**Required actions**
1. Return the passage from the account of the emergency procedure that starts at the words "We made it to" and ends after the words "yet another problem.", copied word for word.
2. Resume the account of the emergency procedure after its final sentence and carry the narrative forward.

**Excerpt**
════════════════

We made it to the OR and moved the patient, still writhing in pain, to the operating bed. However, our attending was nowhere to be found. We sent another message to the other OR where the C-section was happening and were told that it was wrapping up.
Luck was not on our side that night, as another problem presented itself. During the assessment by the anesthesia team, they found out that the patient had been chewing gum prior to being moved to the OR. This presented a problem because this increased the aspiration risk when the patient is intubated. Great; yet another problem.
Our attending finally made it down, and after discussion with the anesthesia team, we decided to do the procedure regardless, since this was an emergent case. The resident and attending went outside to begin scrubbing and to be gowned up. Unfortunately, there was not enough room to accommodate three people at the site of the operation so I stood to the side, assisting in whatever way I could.
Then the procedure began and upon initial palpation, we realized that the fetus' hand could be felt inside the vagina. Then it happened; the fetus was pulled out and placed on the mayo table. There it was, an unborn baby, red and moist, no bigger than the size of an ipad, lying motionless on the blue towel. I stared at it, unable to pull my gaze away from it. My mind raced with all the thoughts of what this fetus could have been, how unfortunate it was that it met its end this way and also the existential nature of it all. It was shocking; even as a medical student, this was not something I saw every day. In fact, I'd never seen it before.

════════════════

**Listed entries**
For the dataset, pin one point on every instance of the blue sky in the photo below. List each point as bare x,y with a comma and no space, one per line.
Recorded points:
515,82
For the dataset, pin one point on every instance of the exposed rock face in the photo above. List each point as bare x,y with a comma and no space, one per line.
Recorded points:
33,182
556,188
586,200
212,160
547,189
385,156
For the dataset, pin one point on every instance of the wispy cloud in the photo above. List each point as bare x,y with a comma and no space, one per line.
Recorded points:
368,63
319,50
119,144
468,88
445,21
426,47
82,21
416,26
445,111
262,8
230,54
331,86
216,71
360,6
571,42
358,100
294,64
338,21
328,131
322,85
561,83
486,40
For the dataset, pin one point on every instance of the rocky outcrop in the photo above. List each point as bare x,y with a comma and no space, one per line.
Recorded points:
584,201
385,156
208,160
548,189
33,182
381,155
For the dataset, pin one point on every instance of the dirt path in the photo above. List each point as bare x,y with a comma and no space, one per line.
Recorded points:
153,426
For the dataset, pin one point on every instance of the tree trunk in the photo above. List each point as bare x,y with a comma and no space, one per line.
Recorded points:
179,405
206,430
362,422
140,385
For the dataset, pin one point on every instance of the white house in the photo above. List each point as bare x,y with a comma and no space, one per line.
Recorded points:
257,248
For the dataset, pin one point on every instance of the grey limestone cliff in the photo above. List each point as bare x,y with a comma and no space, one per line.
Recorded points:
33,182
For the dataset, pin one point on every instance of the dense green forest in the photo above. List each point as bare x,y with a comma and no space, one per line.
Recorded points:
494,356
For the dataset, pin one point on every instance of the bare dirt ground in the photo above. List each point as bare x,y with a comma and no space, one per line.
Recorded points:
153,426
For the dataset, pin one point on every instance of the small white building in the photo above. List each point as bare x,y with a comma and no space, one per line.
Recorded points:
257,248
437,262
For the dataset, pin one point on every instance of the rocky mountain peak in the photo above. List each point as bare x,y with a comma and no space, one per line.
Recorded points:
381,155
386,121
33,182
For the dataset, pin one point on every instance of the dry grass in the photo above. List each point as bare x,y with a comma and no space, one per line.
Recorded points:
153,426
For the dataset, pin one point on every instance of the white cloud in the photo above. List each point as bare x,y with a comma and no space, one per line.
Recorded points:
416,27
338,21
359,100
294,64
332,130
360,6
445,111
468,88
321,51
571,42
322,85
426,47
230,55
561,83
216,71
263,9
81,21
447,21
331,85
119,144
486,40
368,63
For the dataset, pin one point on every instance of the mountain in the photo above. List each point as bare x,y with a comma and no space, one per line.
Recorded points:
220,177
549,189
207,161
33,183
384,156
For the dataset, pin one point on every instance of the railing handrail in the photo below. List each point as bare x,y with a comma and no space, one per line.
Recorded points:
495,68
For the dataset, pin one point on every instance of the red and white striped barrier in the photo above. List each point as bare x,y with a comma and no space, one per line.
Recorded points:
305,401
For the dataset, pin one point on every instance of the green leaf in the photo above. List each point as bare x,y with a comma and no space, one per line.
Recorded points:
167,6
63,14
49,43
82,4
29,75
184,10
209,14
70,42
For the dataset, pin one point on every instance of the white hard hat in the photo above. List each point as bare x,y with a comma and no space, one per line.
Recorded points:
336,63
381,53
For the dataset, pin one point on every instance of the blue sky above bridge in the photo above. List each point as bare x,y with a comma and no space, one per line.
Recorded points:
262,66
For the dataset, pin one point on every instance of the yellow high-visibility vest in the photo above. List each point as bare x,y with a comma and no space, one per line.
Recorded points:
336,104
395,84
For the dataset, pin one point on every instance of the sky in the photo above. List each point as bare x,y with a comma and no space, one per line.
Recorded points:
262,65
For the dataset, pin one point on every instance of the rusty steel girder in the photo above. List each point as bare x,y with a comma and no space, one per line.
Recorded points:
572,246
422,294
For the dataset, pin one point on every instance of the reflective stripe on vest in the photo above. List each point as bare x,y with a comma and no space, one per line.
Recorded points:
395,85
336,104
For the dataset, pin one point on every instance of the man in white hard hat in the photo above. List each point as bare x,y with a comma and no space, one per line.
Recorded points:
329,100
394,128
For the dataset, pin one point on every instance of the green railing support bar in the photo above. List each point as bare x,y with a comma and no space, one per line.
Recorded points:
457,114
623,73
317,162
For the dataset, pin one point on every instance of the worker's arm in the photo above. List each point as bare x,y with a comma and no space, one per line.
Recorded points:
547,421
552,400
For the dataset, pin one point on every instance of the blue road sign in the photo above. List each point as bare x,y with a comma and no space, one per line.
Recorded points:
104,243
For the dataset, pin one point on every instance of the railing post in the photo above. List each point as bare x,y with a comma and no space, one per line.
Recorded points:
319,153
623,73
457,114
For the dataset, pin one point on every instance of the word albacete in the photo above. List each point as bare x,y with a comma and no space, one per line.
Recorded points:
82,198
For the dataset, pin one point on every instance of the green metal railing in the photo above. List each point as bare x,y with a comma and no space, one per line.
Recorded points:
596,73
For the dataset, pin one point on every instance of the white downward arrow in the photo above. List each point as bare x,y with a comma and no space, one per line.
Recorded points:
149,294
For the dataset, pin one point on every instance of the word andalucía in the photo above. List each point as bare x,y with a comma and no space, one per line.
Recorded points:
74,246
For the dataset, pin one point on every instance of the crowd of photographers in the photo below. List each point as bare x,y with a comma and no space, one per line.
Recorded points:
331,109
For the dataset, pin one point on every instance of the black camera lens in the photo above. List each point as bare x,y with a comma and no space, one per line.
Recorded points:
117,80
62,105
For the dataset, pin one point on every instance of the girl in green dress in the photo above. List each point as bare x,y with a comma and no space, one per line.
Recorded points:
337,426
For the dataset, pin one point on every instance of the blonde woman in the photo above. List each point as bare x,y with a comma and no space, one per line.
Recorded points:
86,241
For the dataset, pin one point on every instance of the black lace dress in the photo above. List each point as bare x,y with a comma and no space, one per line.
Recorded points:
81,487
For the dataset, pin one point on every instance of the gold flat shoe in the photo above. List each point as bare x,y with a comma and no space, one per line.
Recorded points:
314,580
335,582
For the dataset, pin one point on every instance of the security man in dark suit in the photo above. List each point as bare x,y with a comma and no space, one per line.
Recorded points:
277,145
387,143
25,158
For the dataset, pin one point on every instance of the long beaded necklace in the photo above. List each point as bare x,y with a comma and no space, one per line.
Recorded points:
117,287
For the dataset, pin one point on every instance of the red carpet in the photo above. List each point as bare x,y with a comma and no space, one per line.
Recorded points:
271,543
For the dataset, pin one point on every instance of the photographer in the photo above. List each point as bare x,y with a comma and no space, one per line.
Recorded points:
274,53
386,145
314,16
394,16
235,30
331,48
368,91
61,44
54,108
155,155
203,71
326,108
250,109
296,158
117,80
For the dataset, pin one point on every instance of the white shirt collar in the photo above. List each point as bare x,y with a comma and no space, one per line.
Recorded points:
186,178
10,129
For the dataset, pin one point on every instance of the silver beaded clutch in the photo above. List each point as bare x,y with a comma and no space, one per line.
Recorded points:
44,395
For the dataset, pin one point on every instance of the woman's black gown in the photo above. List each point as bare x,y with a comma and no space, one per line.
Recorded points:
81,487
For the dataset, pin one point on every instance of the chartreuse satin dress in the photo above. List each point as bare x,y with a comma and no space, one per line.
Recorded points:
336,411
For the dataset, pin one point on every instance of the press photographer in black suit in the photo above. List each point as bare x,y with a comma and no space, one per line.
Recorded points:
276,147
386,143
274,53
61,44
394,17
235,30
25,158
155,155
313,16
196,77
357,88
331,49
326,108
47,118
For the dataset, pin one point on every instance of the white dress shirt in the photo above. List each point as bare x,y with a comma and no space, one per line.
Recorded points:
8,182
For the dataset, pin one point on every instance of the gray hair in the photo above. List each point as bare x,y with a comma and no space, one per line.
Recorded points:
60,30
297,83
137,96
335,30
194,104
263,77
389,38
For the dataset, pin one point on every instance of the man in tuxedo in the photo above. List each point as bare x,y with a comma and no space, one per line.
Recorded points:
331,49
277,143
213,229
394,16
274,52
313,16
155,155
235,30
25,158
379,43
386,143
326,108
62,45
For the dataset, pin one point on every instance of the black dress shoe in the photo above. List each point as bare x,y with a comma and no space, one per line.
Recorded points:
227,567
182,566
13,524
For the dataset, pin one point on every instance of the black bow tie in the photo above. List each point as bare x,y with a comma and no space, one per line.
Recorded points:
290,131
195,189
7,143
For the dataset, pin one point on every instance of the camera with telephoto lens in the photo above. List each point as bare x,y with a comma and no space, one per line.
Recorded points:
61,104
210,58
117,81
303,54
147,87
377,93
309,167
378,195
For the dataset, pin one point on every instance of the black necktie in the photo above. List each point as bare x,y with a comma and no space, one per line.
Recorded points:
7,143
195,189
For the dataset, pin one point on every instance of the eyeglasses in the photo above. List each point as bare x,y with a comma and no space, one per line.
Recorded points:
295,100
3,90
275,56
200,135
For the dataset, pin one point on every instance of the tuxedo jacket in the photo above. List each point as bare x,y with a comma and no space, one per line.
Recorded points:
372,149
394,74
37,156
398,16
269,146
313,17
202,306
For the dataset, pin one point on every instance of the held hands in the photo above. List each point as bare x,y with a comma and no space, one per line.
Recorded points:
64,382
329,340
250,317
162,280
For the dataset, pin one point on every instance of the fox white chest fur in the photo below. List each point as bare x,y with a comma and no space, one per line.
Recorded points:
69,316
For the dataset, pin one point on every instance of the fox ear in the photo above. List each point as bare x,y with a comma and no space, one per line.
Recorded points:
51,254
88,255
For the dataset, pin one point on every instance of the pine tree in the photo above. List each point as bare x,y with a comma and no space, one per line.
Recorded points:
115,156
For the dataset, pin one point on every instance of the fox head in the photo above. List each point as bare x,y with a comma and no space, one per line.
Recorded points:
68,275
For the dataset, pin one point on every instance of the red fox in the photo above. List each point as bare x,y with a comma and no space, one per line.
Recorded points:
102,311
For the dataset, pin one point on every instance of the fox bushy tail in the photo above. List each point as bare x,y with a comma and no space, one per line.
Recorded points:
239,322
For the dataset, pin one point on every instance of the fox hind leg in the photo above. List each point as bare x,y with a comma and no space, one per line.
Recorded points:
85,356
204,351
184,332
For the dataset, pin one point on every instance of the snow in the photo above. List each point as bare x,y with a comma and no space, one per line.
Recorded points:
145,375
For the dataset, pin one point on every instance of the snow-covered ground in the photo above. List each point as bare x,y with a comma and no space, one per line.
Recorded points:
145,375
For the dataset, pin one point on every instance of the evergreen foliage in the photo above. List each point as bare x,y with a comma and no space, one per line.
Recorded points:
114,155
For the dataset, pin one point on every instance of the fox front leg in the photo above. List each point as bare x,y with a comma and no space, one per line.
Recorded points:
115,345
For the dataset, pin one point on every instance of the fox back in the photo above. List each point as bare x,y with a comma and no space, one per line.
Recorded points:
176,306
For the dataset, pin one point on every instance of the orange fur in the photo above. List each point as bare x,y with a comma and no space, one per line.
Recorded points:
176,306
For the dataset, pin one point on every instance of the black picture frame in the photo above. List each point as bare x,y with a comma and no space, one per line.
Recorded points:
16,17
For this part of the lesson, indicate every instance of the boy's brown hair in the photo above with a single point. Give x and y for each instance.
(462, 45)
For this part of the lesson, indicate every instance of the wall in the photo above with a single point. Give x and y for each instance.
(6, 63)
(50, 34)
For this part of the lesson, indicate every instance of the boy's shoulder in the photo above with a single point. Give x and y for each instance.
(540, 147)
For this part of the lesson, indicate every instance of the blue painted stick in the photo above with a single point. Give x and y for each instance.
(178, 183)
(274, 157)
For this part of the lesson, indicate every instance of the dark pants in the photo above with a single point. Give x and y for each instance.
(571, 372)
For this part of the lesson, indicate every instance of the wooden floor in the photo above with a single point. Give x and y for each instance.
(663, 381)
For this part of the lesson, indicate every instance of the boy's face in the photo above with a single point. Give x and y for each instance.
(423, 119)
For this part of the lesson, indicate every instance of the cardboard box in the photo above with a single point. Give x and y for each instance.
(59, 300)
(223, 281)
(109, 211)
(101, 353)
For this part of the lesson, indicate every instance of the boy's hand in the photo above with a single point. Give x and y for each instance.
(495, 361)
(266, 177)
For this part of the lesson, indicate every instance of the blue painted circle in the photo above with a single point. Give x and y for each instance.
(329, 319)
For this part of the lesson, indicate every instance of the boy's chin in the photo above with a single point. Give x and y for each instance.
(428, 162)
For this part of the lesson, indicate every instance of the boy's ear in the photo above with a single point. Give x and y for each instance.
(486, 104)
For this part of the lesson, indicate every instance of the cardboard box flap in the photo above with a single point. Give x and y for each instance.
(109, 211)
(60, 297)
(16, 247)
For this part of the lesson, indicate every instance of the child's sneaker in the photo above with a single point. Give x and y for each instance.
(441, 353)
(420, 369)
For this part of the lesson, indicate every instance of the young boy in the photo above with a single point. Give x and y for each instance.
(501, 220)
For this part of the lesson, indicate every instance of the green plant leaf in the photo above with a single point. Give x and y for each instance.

════════════════

**Answers per task**
1.
We made it to the OR and moved the patient, still writhing in pain, to the operating bed. However, our attending was nowhere to be found. We sent another message to the other OR where the C-section was happening and were told that it was wrapping up.
Luck was not on our side that night, as another problem presented itself. During the assessment by the anesthesia team, they found out that the patient had been chewing gum prior to being moved to the OR. This presented a problem because this increased the aspiration risk when the patient is intubated. Great; yet another problem.

2.
I wasn't the only one paralyzed by the sight. The scrub tech and the circulating nurse were also in awe of what was before them. I guessed that this might have been their first time witnessing this, too. A rush of sadness went through me as I tried to imagine what the mother would have felt seeing her newly-born child in this manner, the gravity of it, especially in comparison to the love and excitement she must have felt when she first got the news she was pregnant. Now, all of that joy had been washed away, for largely unknown reasons. I totally understood why she had asked to be asleep. Perhaps this way, she could try again and not be haunted by the image of her first unsuccessful pregnancy.
I wish I could say that this was an uncommon occurrence but for the population around this hospital, many patients have had unsuccessful pregnancies, maybe not this dramatic or with such a well-developed fetus, but certainly resulting in a surgery to remove any products of conception that were perhaps implanted incorrectly or did not have the correct conditions to grow.
The surgery was a success and the placenta was removed, albeit in parts, but certainly the risk was over. The patient was taken to the recovery room where she spent the night and left the next day.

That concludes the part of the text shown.